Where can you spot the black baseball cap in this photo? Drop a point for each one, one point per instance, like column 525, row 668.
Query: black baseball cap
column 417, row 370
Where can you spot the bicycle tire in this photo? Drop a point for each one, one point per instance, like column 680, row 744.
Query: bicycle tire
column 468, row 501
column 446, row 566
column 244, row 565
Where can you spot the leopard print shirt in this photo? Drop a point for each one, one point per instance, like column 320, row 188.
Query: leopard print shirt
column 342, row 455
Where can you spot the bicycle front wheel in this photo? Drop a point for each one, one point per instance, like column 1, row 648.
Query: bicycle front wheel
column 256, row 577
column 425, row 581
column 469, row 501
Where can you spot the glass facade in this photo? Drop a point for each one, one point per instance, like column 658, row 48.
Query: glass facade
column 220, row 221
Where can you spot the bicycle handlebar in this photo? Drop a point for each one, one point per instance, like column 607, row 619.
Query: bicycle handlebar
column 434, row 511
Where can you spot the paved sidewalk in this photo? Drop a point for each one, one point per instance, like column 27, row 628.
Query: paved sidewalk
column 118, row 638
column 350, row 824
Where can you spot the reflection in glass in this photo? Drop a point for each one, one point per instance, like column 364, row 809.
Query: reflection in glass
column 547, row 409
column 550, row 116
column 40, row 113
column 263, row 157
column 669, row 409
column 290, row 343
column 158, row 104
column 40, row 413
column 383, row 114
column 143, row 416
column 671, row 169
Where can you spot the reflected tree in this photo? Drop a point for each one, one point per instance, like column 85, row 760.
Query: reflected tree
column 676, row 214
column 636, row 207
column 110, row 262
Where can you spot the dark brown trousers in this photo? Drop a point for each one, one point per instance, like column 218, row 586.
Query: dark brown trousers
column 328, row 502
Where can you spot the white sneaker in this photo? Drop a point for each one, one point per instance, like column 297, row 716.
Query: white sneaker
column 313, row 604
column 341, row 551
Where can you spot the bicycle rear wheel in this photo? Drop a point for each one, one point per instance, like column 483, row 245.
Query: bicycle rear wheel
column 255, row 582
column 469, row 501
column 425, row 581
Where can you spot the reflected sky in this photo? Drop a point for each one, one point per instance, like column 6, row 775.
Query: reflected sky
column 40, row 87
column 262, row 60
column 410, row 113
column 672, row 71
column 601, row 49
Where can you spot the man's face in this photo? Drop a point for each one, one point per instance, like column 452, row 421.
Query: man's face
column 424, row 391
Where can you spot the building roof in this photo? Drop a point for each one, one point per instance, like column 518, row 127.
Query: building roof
--*--
Look above for the line containing "Where can you spot the dark" and the line containing "Where can you spot the white". Transcribe both, with the lines between them, exactly.

Where can you spot the dark brown trousers in this photo? Drop a point for each one, one point per instance, like column 218, row 586.
Query: dark brown trousers
column 328, row 502
Where can you spot the white sneaker in this photo? Drop a point for each one, one point per instance, like column 297, row 716.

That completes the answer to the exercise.